■ **PROBLEM DETAILS**
Rewrite the items below, replacing every "Locate" with "Find" and changing nothing else. Omit the pictures from your version.

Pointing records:
/---
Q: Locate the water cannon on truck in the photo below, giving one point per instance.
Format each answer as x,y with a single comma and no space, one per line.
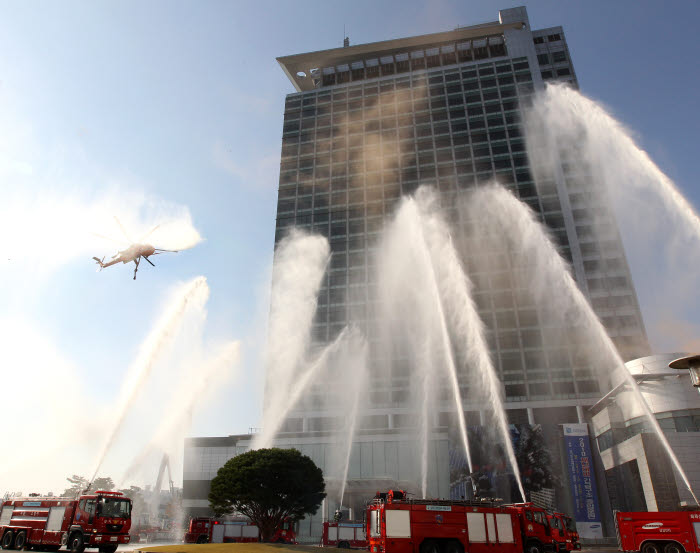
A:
397,524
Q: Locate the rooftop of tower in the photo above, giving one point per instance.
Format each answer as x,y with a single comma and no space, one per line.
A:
351,63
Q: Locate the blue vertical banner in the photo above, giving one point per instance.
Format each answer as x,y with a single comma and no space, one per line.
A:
582,480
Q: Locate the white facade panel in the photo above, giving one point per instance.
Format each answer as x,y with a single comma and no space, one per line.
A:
55,519
504,523
476,527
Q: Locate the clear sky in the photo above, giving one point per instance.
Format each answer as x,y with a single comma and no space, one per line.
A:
153,109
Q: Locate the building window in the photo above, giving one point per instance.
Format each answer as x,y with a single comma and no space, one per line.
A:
558,57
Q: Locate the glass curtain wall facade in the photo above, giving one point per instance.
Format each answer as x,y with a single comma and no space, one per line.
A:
371,123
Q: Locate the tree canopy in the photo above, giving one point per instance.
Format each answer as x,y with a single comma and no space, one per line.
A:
268,486
534,460
79,483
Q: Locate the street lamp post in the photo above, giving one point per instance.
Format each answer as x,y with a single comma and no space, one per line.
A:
690,363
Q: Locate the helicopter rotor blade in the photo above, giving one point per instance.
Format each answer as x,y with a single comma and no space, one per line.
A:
106,238
148,234
123,230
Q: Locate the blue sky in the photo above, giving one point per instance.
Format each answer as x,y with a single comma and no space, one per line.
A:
176,107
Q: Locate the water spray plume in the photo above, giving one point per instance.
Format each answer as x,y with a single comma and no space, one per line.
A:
273,422
299,265
149,353
466,324
444,333
563,116
215,369
551,278
354,369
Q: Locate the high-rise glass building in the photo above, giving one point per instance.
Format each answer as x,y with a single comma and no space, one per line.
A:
371,123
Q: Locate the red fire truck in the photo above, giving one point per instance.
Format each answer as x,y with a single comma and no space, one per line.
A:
573,541
396,524
346,535
665,532
211,530
100,519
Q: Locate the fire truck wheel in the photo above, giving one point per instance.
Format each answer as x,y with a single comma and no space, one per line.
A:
76,544
8,539
20,540
430,546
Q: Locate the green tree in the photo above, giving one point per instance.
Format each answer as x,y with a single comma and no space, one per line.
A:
268,486
79,483
534,460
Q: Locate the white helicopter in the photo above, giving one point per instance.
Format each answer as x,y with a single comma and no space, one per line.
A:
134,252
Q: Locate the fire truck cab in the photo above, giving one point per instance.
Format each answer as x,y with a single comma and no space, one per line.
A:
535,528
214,530
662,532
345,535
396,524
101,519
570,532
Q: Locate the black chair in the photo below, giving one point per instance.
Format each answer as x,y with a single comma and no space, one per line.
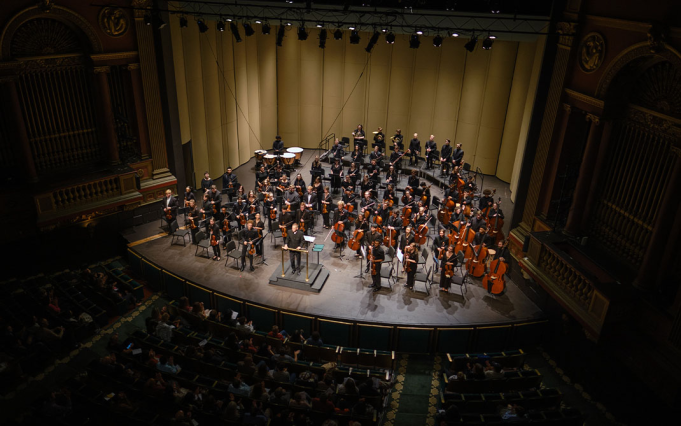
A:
\---
■ **TASK ANSWER**
Q: Find the water cannon on truck in the photo below, giving one point per instance.
Format each answer as x,y with a single comma and no space, one per line.
A:
397,524
Q: Find the rooftop of tower in the photo above, giving one point per instance.
Format each answer as x,y with a single comma and no space, one per line.
A:
351,63
Q: Find the blue vertical banner in the photo above, giving one point per instance.
Format each answer as x,y with a single comma and no space, one per line.
A:
582,480
Q: Find the white facade panel in the photo above, giving one point per instance.
Format each answer as x,y with a single comma and no space, one per line.
A:
55,519
504,523
476,527
Q: Find the clear sky in the photo above, giving one point per instance.
Format each answer as x,y with a single comma and no space, one per line.
A:
153,109
Q: Find the building window in the photo above, giving one point per instance.
Format each answer as x,y with a single comma and no space, one per line.
A:
558,57
Q: Find the glass curtain wall facade in the photo above, giving one point per instance.
Format each answer as x,y with a single comma and no space, one per line.
A:
371,123
Q: Find the tree canopy in the photo above, giving one point per instance.
Format each answer as x,y with a single comma and no space, one per line.
A:
268,486
534,460
79,483
Q: Find the street lamp post in the photo above, giving one point per instance.
Format each answer as x,y with a single comma and no space, one per line.
A:
690,363
Q: Find the helicopter rotor blade in the photo above, giving one point per instance.
Format each answer as x,y with a single comma and no space, one per line.
A:
106,238
148,234
123,230
Q: Find the blue sky in the photo above, giving one point per instance.
Format each answer as x,y with a single comma and no space, one per line.
A:
176,107
Q: Find the water spray plume in the photo above, giving one point per instance.
Format each answer as x,y with a single comma and no space, one per line.
A:
273,422
299,265
149,353
466,324
444,333
563,116
215,369
551,278
354,369
Q: Find the high-rise glass building in the photo above, giving one point per instance.
Format each answer as x,y with a single comma and no space, one per line.
A:
371,123
Q: Find the red fire truck in the photo above, giving one point per instance.
Format each answer as x,y with a single comma and no space, one per line.
A:
573,541
396,524
346,535
665,532
211,530
100,519
Q: Find the fire truck wheel in the photo above, giving one point per instance.
Format each answer as x,y with a single comma and no space, one per line.
A:
76,544
8,539
20,540
430,546
Q: Find the green tree in the photo above, giving one point per instance.
Format each answer as x,y with a single comma and no space, one per line.
A:
268,486
79,483
534,460
Q: Find the white helicopter in the photo above, giving one point per instance.
Format each answer as x,y with a single comma and no space, one per line.
A:
134,252
Q: Find the fire truck cab in the photo above, giving one point per instance.
Format each answer as x,y with a single comma and no space, one per line.
A:
535,528
214,530
662,532
345,535
396,524
101,519
570,532
Q: Find the black chair in the photo below, giving one point per instance.
Format each answer as x,y with a single comma and no space, one per line.
A:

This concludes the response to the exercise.